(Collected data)

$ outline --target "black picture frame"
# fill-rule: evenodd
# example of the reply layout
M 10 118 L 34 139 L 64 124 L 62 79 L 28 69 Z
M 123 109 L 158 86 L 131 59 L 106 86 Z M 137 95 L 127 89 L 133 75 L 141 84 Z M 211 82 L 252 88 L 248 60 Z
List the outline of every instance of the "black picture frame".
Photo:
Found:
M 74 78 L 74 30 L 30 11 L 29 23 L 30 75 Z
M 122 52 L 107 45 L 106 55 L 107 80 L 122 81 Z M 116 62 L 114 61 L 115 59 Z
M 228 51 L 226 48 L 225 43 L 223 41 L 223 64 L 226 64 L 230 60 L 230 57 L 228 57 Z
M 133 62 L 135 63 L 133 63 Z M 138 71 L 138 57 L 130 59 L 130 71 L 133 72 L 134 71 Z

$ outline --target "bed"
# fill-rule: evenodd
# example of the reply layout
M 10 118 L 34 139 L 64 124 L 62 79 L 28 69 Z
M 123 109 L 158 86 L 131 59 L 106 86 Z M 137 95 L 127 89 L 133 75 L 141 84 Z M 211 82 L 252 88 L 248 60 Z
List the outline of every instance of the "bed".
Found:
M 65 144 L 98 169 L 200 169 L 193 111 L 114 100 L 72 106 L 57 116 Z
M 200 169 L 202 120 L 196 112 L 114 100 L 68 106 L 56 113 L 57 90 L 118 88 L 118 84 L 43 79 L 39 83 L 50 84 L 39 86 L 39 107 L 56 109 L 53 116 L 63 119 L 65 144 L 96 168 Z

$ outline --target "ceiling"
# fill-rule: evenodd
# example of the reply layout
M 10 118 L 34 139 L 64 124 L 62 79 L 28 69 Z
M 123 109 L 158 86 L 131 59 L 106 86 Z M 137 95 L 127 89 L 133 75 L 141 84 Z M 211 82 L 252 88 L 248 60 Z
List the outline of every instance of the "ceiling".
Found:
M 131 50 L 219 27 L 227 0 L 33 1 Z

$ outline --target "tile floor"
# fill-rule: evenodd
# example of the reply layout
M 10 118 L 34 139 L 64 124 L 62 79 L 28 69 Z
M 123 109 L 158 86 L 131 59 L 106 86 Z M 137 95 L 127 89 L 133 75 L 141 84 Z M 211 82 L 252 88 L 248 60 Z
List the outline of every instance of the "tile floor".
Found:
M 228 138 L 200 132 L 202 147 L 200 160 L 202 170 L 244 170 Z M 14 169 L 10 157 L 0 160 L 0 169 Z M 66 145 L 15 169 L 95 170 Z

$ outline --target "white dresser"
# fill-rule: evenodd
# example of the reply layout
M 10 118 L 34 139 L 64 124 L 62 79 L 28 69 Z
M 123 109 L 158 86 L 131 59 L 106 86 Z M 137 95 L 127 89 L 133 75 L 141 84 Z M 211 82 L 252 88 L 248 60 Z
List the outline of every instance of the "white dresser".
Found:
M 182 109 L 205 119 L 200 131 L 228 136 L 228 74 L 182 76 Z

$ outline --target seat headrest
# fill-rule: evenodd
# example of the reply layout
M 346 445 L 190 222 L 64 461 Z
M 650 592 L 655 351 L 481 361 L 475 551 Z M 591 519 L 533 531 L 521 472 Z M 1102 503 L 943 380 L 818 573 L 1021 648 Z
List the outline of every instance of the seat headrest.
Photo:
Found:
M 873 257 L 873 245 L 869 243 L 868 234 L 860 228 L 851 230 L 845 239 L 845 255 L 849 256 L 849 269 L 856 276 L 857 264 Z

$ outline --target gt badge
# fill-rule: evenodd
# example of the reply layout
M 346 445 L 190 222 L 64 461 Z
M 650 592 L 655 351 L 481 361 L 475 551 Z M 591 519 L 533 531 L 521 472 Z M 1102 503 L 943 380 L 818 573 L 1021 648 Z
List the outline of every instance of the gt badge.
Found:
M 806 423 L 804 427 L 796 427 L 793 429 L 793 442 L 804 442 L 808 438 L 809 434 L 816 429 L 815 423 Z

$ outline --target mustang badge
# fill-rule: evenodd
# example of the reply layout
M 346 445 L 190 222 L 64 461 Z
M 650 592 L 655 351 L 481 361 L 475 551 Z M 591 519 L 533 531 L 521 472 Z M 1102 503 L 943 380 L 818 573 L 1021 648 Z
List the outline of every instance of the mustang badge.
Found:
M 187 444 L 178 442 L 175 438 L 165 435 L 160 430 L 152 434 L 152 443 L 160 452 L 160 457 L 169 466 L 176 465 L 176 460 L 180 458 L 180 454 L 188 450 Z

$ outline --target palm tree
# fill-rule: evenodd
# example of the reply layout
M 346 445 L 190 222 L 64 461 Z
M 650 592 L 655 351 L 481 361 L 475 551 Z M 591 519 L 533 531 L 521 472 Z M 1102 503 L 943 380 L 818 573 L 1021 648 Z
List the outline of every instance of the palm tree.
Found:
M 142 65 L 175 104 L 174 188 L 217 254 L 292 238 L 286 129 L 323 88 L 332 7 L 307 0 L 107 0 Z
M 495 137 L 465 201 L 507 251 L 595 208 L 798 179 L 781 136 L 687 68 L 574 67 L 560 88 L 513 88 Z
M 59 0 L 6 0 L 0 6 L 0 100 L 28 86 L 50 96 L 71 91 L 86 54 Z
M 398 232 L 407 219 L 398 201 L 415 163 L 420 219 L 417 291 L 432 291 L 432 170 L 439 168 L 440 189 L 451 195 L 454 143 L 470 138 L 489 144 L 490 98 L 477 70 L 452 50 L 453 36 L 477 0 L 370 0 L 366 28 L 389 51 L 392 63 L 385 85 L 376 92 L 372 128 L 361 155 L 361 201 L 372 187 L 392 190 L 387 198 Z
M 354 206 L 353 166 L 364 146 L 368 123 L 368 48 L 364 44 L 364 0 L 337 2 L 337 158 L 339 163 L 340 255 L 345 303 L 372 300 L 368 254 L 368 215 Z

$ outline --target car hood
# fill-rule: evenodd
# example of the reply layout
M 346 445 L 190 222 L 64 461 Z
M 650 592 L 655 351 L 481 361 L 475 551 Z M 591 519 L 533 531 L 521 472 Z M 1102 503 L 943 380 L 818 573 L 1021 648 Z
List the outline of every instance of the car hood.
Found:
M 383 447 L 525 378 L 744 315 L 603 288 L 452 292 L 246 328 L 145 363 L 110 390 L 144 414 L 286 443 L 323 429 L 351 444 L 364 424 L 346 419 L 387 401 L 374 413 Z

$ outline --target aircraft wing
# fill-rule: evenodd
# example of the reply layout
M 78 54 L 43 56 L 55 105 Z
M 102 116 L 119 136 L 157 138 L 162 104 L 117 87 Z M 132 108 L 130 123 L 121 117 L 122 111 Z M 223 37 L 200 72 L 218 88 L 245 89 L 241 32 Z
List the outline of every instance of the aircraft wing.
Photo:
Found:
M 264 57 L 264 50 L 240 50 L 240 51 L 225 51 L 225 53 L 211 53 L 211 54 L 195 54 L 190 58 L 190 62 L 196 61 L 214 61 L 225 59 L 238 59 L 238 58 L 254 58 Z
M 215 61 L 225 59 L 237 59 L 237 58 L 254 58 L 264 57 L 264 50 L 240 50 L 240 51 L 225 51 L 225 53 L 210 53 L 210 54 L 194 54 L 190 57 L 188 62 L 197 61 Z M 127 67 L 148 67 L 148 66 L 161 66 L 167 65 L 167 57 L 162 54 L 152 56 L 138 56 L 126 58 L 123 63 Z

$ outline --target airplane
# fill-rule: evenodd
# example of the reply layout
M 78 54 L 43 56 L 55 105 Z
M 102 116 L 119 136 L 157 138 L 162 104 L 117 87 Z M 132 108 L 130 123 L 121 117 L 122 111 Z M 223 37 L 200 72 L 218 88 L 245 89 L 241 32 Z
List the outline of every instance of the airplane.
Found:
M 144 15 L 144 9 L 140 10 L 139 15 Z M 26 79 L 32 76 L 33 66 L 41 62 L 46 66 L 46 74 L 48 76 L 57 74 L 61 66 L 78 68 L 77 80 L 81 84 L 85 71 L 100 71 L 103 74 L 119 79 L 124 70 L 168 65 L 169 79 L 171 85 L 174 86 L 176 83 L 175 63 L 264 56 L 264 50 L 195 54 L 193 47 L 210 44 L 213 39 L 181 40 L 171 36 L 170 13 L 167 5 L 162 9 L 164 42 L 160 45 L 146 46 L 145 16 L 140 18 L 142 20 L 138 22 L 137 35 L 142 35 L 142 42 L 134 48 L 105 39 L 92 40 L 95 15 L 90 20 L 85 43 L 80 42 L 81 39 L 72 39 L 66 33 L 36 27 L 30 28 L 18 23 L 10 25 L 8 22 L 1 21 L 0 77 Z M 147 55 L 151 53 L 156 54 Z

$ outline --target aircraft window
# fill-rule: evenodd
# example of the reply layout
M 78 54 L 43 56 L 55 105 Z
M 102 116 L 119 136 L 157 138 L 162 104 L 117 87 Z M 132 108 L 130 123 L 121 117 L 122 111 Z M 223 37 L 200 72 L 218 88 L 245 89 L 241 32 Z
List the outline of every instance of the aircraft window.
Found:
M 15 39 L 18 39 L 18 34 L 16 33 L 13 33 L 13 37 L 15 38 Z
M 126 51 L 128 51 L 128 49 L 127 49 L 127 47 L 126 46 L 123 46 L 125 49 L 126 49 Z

> DIRECTIONS FOR THIS TASK
Give back the lines of the listing from the one with "--target aircraft window" through the end, both included, exactly as written and with nothing added.

> THE ANSWER
$ outline --target aircraft window
# fill-rule: evenodd
# example of the reply layout
M 78 54 L 43 56 L 55 105 Z
M 102 116 L 119 136 L 157 138 L 162 104 L 117 87 Z M 132 108 L 130 123 L 121 117 L 122 111 Z M 223 37 L 200 72 L 218 88 L 245 89 L 241 32 Z
List the outline of every instance of the aircraft window.
Found:
M 15 39 L 18 39 L 18 34 L 16 33 L 13 33 L 13 37 L 15 38 Z
M 126 51 L 128 51 L 128 49 L 127 49 L 127 47 L 126 46 L 123 46 L 125 49 L 126 49 Z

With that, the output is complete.